## Tarefa 1
Transcreva, do texto sobre personagens bissexuais na ficção, o trecho de "Pessoas bissexuais são tão" a "como uma ofensa.".
## Tarefa 2
Responda às perguntas abaixo com base no texto sobre personagens bissexuais na ficção.
(a) O que as amigas de Arianna dizem quando percebem a situação?
(b) Segundo o texto, o risco de agir sobre atrações por outras pessoas é da condição humana ou da condição bissexual?
(c) De qual obra "Love, Victor" é a continuação?
## Tarefa 3
Dê continuidade ao texto sobre personagens bissexuais na ficção a partir da última frase apresentada.

## Texto citado
········
Poupando detalhes, "Generation" posiciona a relação de Nathan com Arianna como uma enganação, uma trapaça. Afinal, ele se sente atraído por Chester, logo é inconcebível que esteja com outra pessoa, ainda mais com uma mulher. "Ele está te enrolando", dizem as amigas de Arianna (todas LGBTIA+ ou aliadas, diz a série) quando percebem a situação. Queiram os roteiristas da série ou não, esse é o texto e o subtexto dessa fatia da trama.
E que texto infeliz. A ideia de que pessoas bissexuais são mais propensas à traição, ou a sentir atração por outras pessoas enquanto estão em um relacionamento comprometido, é acima de tudo eminentemente falsa. A realidade é que todas as pessoas, de todas as orientações sexuais, sentem atração por outras pessoas quando estão namorando. A libido de ninguém se torna totalmente voltada a uma só pessoa ao colocar uma aliança de compromisso no dedo.
Pessoas bissexuais são tão propensas a agir sobre essas atrações quanto pessoas heterossexuais ou homossexuais. O risco é o mesmo - é da condição humana, não da condição bissexual. Mas, porque pessoas bissexuais podem sentir atração por pessoas de gêneros diferentes daquele com o qual o seu atual parceiro se identifica, essa atração é lida (na ficção e na realidade) como mais grave, como uma enganação, como uma ofensa.
Não me levem a mal: não é que personagens bissexuais na ficção não possam ser imperfeitos, ou de fato que eles não possam ser simplesmente adolescentes caóticos que machucam outras pessoas em meio a esse caos (a maioria de nós com certeza foi), mas será que é preciso contar essa história em específico sobre eles, de novo e de novo? "Generation" me parecia melhor do que isso, capaz de encontrar conflito e verdade para além dos estereótipos. Eu achei que essa nova era da televisão LGBTIA+ pudesse não só nos incluir, mas nos respeitar.
Mas talvez eu não devesse estar surpreso: sempre foi exaustivo investir em personagens bi na ficção. Sempre foi desgastante, emocionalmente, assistir enquanto preconceitos são confirmados, e narrativas que eu ouvi e tive que negar milhões de vezes na vida real são reforçadas, endossadas, até pelas produções que deveriam ser inclusivas, que deveriam estar aqui para contar nossas histórias "como elas nunca foram contadas antes". Bom, as histórias bi que elas contam já foram contadas antes, muitas e muitas vezes.
É uma frustração que eu também senti ao ver "Love, Victor", a continuação do amado (porém controverso) "Com Amor, Simon" para o streaming. "Love, Victor" é uma história sobre um jovem gay, e o seu processo complicado de saída do armário para amigos, familiares, e eventualmente sua namorada. Como tal, até é uma boa série, com personagens carismáticos e sensibilidade em suas escolhas de trama - menos quando se trata da bissexualidade.
········
Registros
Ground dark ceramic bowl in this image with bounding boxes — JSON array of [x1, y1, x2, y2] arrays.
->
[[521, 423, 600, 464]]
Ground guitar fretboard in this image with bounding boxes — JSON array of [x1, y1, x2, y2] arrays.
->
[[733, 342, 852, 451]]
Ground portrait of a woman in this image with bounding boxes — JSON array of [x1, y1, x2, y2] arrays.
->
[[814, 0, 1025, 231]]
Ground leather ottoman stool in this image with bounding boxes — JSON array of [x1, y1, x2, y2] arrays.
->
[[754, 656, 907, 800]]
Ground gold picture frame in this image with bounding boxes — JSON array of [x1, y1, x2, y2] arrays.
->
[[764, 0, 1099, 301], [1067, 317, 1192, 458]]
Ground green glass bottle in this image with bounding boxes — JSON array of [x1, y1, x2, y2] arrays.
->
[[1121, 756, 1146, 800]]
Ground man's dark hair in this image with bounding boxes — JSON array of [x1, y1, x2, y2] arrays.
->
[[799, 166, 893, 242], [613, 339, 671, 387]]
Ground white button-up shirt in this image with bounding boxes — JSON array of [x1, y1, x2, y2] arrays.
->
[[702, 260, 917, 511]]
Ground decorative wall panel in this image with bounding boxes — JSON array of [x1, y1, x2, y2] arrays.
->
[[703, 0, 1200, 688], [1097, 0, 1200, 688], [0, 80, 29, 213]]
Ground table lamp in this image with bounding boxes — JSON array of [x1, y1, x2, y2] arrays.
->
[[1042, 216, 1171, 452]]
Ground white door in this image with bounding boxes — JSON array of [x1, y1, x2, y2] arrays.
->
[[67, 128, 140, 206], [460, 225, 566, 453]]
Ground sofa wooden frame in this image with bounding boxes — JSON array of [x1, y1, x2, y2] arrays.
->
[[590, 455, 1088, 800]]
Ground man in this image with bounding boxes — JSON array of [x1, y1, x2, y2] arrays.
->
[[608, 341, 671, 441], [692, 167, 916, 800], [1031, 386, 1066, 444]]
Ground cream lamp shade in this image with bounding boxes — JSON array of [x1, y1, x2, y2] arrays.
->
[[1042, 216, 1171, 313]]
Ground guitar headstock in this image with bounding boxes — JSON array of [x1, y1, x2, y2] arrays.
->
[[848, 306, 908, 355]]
········
## Resposta 1
Pessoas bissexuais são tão propensas a agir sobre essas atrações quanto pessoas heterossexuais ou homossexuais. O risco é o mesmo - é da condição humana, não da condição bissexual. Mas, porque pessoas bissexuais podem sentir atração por pessoas de gêneros diferentes daquele com o qual o seu atual parceiro se identifica, essa atração é lida (na ficção e na realidade) como mais grave, como uma enganação, como uma ofensa.

## Resposta 2
(a) "Ele está te enrolando."
(b) Da condição humana.
(c) De "Com Amor, Simon".

## Resposta 3
No começo de "Love, Victor", enquanto explora as possibilidades de sua sexualidade na internet, o protagonista (Michael Cimino) pesquisa sobre bissexualidade e se agarra à possibilidade de adotar o rótulo. É compreensível: para Victor, ser bissexual significaria a possibilidade de não machucar Mia (Rachel Hilson), a referida namorada, e de não "precisar" realmente se assumir para ninguém, já que continuaria em um relacionamento com uma mulher.
Victor na verdade é gay - e a história de muitos homens gays passou, de uma forma ou de outra, pelo "teste" de um rótulo como bissexual antes da saída do armário. Mas trazer essa narrativa sem o contraponto de um personagem bissexual (na própria série ou, sejamos sinceros, em todo o cenário da TV mainstream americana) que realmente afirma suas atrações, demonstrando que há uma vida em que a bissexualidade não é só uma "escala" na viagem para a homossexualidade, é batido, falso e ineficiente como narrativa; além de palpavelmente nocivo como discurso social.
Claro que, se Victor tivesse de fato descoberto que era bissexual, ele teria logo aprendido também que essa história não era tão fácil quanto ele estava pensando. Estar no armário é, também para o bissexual, uma situação psicologicamente insustentável; e sair do armário é, também para o bissexual, uma decisão cheia de potenciais consequências. É se abrir para a invalidação, o apagamento, o exílio de todas as comunidades das quais você se considera parte, e a possibilidade de passar o resto da vida à deriva, procurando por outras.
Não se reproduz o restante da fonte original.